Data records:
◆ ◆ ◆ ◆ ◆

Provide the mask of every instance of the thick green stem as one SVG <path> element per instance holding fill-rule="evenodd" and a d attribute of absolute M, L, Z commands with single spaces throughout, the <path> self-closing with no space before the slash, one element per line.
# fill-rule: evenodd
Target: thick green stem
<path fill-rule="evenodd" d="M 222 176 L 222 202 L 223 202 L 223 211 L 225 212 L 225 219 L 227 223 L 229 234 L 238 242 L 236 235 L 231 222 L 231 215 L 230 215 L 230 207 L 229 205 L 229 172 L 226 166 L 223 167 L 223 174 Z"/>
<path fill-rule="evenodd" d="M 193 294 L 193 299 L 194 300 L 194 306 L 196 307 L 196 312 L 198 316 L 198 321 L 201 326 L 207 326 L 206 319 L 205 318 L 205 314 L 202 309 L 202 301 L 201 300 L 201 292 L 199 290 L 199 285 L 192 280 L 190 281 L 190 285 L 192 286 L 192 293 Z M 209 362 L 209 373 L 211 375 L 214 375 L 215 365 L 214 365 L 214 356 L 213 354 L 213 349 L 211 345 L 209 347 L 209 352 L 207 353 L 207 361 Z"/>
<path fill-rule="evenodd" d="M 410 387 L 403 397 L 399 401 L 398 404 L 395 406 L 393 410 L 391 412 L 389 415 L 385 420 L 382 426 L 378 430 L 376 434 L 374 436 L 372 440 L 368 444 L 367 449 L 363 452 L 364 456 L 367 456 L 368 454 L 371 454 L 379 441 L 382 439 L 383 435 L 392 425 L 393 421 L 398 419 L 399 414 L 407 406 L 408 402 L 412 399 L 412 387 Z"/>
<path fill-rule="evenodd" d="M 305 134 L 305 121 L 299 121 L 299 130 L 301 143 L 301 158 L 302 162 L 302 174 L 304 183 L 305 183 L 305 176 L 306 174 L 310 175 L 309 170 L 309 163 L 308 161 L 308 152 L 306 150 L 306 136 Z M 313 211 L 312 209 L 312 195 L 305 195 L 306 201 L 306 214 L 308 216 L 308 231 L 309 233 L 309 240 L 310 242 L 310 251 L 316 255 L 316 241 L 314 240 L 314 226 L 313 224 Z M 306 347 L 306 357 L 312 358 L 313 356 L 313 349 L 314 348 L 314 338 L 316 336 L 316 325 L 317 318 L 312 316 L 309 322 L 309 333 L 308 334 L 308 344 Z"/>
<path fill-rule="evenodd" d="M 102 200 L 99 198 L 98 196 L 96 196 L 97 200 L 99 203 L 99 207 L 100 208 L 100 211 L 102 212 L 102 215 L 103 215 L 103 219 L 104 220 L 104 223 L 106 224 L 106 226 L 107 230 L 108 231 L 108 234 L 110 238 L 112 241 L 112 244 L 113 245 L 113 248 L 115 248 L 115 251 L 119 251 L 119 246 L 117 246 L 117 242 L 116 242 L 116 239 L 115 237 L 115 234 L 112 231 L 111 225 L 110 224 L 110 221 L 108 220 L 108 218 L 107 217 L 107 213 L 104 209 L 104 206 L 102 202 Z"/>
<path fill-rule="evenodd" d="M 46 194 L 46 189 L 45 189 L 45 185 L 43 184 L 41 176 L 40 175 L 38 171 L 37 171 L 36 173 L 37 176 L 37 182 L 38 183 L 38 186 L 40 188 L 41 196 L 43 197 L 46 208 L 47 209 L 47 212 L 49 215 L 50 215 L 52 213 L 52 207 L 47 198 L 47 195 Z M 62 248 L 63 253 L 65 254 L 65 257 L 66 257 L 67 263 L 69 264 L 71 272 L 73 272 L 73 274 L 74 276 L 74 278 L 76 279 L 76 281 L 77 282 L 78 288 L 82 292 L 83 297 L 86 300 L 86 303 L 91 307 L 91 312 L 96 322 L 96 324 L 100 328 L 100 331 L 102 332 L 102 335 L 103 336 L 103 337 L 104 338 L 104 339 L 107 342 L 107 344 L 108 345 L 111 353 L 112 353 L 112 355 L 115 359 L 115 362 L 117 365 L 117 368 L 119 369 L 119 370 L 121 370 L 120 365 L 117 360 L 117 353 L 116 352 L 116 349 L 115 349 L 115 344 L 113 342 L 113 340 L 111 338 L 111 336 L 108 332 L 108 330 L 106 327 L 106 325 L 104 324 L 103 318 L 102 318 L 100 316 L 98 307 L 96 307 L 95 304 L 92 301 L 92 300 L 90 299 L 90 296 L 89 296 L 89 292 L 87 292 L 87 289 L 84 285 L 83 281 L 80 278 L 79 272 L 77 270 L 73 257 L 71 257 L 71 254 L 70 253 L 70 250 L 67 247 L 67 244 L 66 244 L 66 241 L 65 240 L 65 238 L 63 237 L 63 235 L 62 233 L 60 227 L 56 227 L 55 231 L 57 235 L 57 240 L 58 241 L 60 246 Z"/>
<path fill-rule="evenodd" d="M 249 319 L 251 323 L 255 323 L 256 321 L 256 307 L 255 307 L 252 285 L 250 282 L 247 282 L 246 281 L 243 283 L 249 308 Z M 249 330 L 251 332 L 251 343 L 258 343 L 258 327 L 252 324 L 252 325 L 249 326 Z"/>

◆ ◆ ◆ ◆ ◆

# [WHAT IS REQUIRED]
Rewrite the listing with every occurrence of "thick green stem" renamed to "green stalk", and leave all other text unchanged.

# [TASK SOLUTION]
Provide the mask of every instance of the green stalk as one SVG <path> element per instance holding fill-rule="evenodd" and a d attribute of absolute M, L, Z commands with single spaces throughout, the <path> self-closing with no space before the slash, one element per line.
# fill-rule: evenodd
Target: green stalk
<path fill-rule="evenodd" d="M 222 176 L 222 202 L 223 202 L 223 211 L 225 212 L 225 219 L 227 223 L 229 234 L 238 242 L 236 235 L 231 222 L 231 215 L 230 215 L 230 207 L 229 205 L 229 172 L 226 166 L 223 167 L 223 174 Z"/>
<path fill-rule="evenodd" d="M 193 294 L 193 299 L 194 300 L 194 306 L 196 307 L 196 312 L 198 316 L 198 321 L 201 326 L 207 326 L 206 319 L 205 318 L 205 314 L 202 309 L 202 301 L 201 300 L 201 292 L 199 290 L 199 285 L 192 280 L 190 281 L 190 285 L 192 286 L 192 293 Z M 209 362 L 209 373 L 211 375 L 214 375 L 215 365 L 214 365 L 214 356 L 213 354 L 213 349 L 211 345 L 209 347 L 209 352 L 207 353 L 207 361 Z"/>
<path fill-rule="evenodd" d="M 410 387 L 403 397 L 399 401 L 398 404 L 395 406 L 393 410 L 391 412 L 389 415 L 385 420 L 382 426 L 378 430 L 376 434 L 374 436 L 372 440 L 368 444 L 367 449 L 363 452 L 364 456 L 367 456 L 368 454 L 371 454 L 379 441 L 382 439 L 383 435 L 392 425 L 393 421 L 398 419 L 399 414 L 407 406 L 408 402 L 412 399 L 412 387 Z"/>
<path fill-rule="evenodd" d="M 305 134 L 305 121 L 299 121 L 299 130 L 301 143 L 301 158 L 302 162 L 302 174 L 304 183 L 305 183 L 305 176 L 306 174 L 310 175 L 309 170 L 309 163 L 308 161 L 308 152 L 306 150 L 306 136 Z M 313 211 L 312 209 L 312 195 L 305 195 L 306 201 L 306 214 L 308 216 L 308 231 L 309 233 L 309 240 L 310 242 L 310 251 L 316 255 L 316 241 L 314 240 L 314 226 L 313 224 Z M 306 347 L 306 357 L 312 358 L 313 356 L 313 349 L 314 348 L 314 338 L 316 336 L 316 325 L 317 318 L 312 316 L 309 322 L 309 333 L 308 334 L 308 344 Z"/>
<path fill-rule="evenodd" d="M 102 200 L 99 198 L 98 196 L 96 196 L 97 200 L 99 203 L 99 207 L 100 208 L 100 211 L 102 212 L 102 215 L 103 215 L 103 219 L 104 220 L 104 223 L 106 224 L 106 226 L 107 230 L 108 231 L 108 234 L 110 238 L 112 241 L 112 244 L 113 245 L 113 248 L 115 248 L 115 251 L 119 251 L 119 246 L 117 246 L 117 242 L 116 242 L 116 239 L 115 237 L 115 234 L 112 231 L 111 225 L 110 224 L 110 221 L 108 220 L 108 218 L 107 217 L 107 213 L 104 209 L 104 206 L 102 202 Z"/>
<path fill-rule="evenodd" d="M 46 194 L 46 189 L 45 189 L 45 185 L 43 184 L 41 176 L 40 175 L 38 171 L 37 171 L 36 173 L 37 176 L 37 182 L 38 183 L 38 186 L 40 188 L 41 196 L 43 197 L 46 208 L 47 209 L 47 212 L 49 215 L 50 215 L 52 213 L 52 207 L 47 198 L 47 195 Z M 62 248 L 63 253 L 65 254 L 65 257 L 66 257 L 67 263 L 69 264 L 71 272 L 73 272 L 73 274 L 74 276 L 74 278 L 76 279 L 76 281 L 77 282 L 78 288 L 82 292 L 83 297 L 86 300 L 86 303 L 91 307 L 91 312 L 96 322 L 96 324 L 100 328 L 100 331 L 102 332 L 102 335 L 103 336 L 103 337 L 104 338 L 104 339 L 107 342 L 107 344 L 108 345 L 111 353 L 112 353 L 112 355 L 115 359 L 115 362 L 117 365 L 117 368 L 119 369 L 119 370 L 121 370 L 120 365 L 117 360 L 117 353 L 116 352 L 116 349 L 115 349 L 115 344 L 113 342 L 113 340 L 111 338 L 111 336 L 108 332 L 108 330 L 106 327 L 106 325 L 104 324 L 103 318 L 102 318 L 100 316 L 98 307 L 96 307 L 95 304 L 92 301 L 92 300 L 90 299 L 90 296 L 89 296 L 89 292 L 87 292 L 87 289 L 84 285 L 83 281 L 80 278 L 79 272 L 77 270 L 73 257 L 71 257 L 71 254 L 70 253 L 70 250 L 67 247 L 67 244 L 66 244 L 66 241 L 65 240 L 65 238 L 63 237 L 63 235 L 62 233 L 60 227 L 56 227 L 55 231 L 57 235 L 57 240 L 58 241 L 60 246 Z"/>
<path fill-rule="evenodd" d="M 249 319 L 251 323 L 255 323 L 256 321 L 256 307 L 255 307 L 252 285 L 250 282 L 247 282 L 246 281 L 243 283 L 249 308 Z M 249 330 L 251 332 L 251 343 L 258 343 L 258 327 L 252 324 L 252 325 L 249 326 Z"/>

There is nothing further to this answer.